# PASSAGE SHOWN
---------------

Legacy pay rate bands extraction v2 — independent validation

Validator: Senior Data Engineer (peer-review pass, v2 — role-columns variant) Date: 2026-05-18 Subject of validation:

/docs/30-49-domains/35-gig/statistics/2026-05-18-legacy-pay-rate-bands.csv (10-column variant)
/docs/30-49-domains/35-gig/scratchpad/2026-05-18-legacy-pay-rate-bands-query.md (overwritten v2)
Baseline: prior CONFIRMED validator file (...-validation.md).

Verdict

CONFIRMED. Every numeric headline claim in v2 was independently reproduced from the source database; the schema additions (job_types LEFT JOIN, three new projected columns) are correctly applied; the CSV is well-formed; and the title-pollution finding is, if anything, understated rather than overstated — the seeding plan's Stage-2 admin review needs to be more robust than the v1 design assumed.

Per-claim audit

#	Claim	Executor value	Validator value	Match	Notes
1	CSV row count	10,166	10,166 (1 header + 10,166 data; CSV reader and `wc -l = 10,167`)	YES
2	Reproducing executor's SQL gives the same count	10,166	10,166	YES	Ran the executor's verification `SELECT COUNT(*)` block verbatim.

---------------

# INPUT
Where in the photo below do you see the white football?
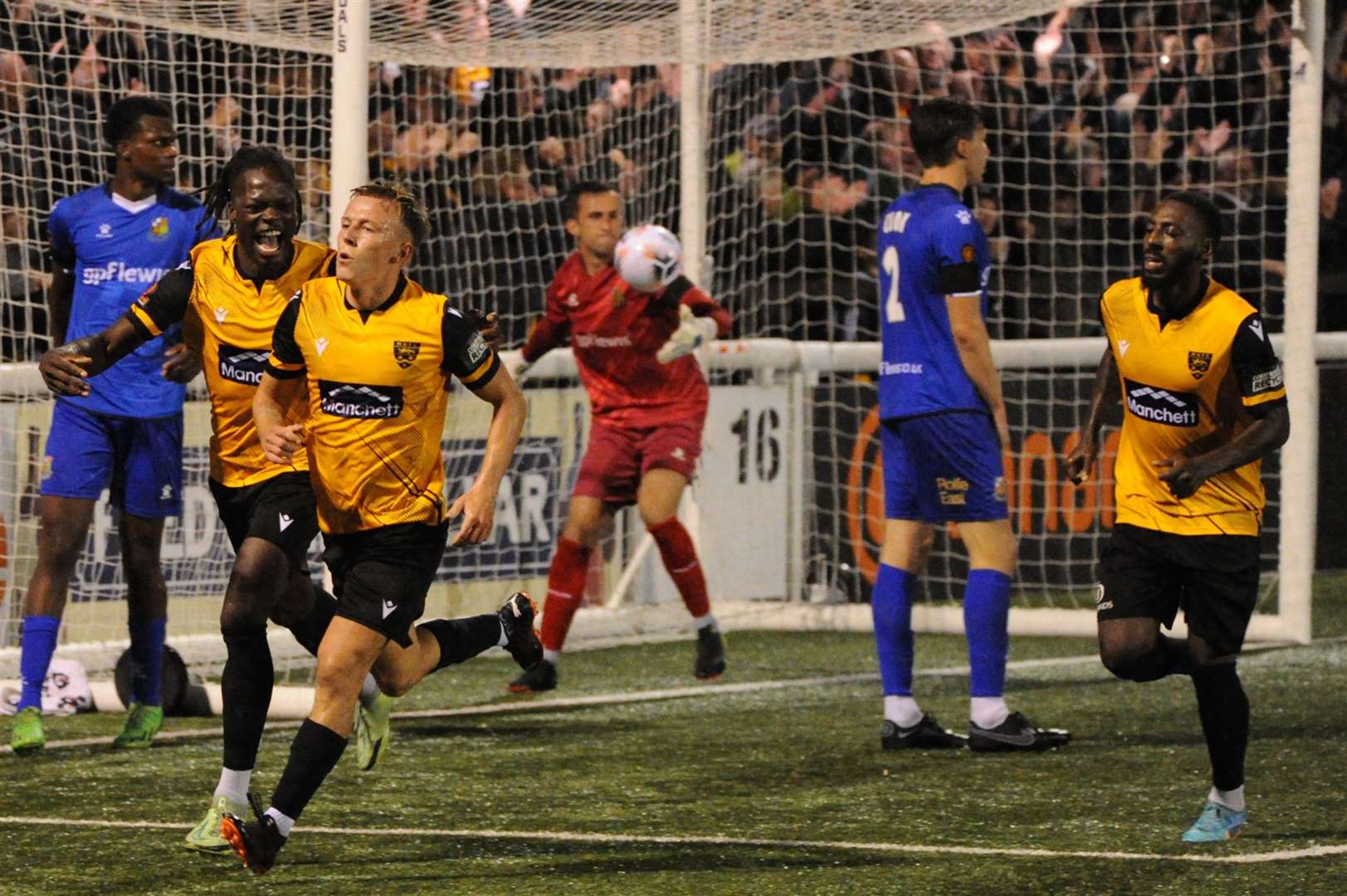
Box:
[612,224,683,292]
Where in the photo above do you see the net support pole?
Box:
[1277,0,1324,643]
[327,0,369,246]
[679,0,714,560]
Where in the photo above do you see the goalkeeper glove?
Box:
[501,352,534,382]
[655,304,715,363]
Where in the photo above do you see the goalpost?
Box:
[0,0,1325,678]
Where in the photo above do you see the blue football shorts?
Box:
[880,411,1010,523]
[37,402,182,519]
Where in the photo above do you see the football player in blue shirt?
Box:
[11,95,217,753]
[871,100,1070,752]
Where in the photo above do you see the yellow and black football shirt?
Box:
[268,278,500,533]
[127,236,335,488]
[1101,278,1286,535]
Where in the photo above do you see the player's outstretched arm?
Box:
[944,295,1010,447]
[1066,345,1122,485]
[1152,402,1291,501]
[253,372,305,465]
[655,276,735,363]
[444,372,528,547]
[47,263,76,345]
[37,318,145,395]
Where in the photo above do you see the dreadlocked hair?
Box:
[197,147,305,231]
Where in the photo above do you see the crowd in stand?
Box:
[0,0,1347,358]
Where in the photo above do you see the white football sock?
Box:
[884,694,921,728]
[969,697,1010,728]
[214,768,252,806]
[359,674,378,709]
[266,806,295,837]
[1207,784,1245,812]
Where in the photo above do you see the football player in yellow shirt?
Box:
[1066,192,1291,842]
[39,147,520,853]
[221,183,525,874]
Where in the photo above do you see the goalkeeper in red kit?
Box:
[509,183,730,691]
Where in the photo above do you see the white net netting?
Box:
[0,0,1291,670]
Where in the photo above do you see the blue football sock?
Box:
[963,570,1010,697]
[870,564,917,697]
[127,620,168,706]
[19,616,61,709]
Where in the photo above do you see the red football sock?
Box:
[649,516,711,618]
[541,535,593,650]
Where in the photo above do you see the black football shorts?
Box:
[324,522,448,648]
[210,473,318,568]
[1095,523,1258,656]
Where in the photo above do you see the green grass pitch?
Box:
[0,577,1347,896]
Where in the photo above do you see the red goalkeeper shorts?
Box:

---------------

# WHAT YOU WILL DO
1) Copy everything in the pay-rate validation report from "Baseline: prior CONFIRMED" down to "v1 design assumed.", with no changes.
2) Repeat everything in the records from the very beginning down to the line containing "[1207,784,1245,812]", including that line, with no changes. Leave out the pictures.
The report and the records were taken from unrelated sources.

# TASK-BY-TASK RESULTS
1)
Baseline: prior CONFIRMED validator file (...-validation.md).

Verdict

CONFIRMED. Every numeric headline claim in v2 was independently reproduced from the source database; the schema additions (job_types LEFT JOIN, three new projected columns) are correctly applied; the CSV is well-formed; and the title-pollution finding is, if anything, understated rather than overstated — the seeding plan's Stage-2 admin review needs to be more robust than the v1 design assumed.

2)
Where in the photo below do you see the white football?
Box:
[612,224,683,292]
Where in the photo above do you see the net support pole?
Box:
[1277,0,1324,643]
[327,0,369,246]
[679,0,714,560]
Where in the photo above do you see the goalkeeper glove?
Box:
[501,352,534,382]
[655,304,715,363]
Where in the photo above do you see the goalpost?
Box:
[0,0,1325,678]
Where in the photo above do you see the blue football shorts?
Box:
[880,411,1010,523]
[37,402,182,519]
Where in the photo above do you see the football player in blue shirt?
Box:
[11,95,217,753]
[871,100,1070,752]
Where in the photo above do you see the yellow and black football shirt?
Box:
[268,278,500,533]
[127,236,335,488]
[1101,278,1286,535]
Where in the photo above do you see the player's outstretched arm?
Box:
[944,295,1010,447]
[1066,345,1122,485]
[1152,402,1291,501]
[253,372,305,465]
[655,276,735,363]
[444,372,528,547]
[47,263,76,345]
[37,318,145,395]
Where in the photo above do you see the dreadlocked hair?
Box:
[197,147,305,231]
Where in the photo above do you see the crowd in stand?
Box:
[0,0,1347,358]
Where in the photo above do you see the white football sock?
Box:
[884,694,921,728]
[969,697,1010,728]
[214,768,252,806]
[359,674,378,709]
[266,806,295,837]
[1207,784,1245,812]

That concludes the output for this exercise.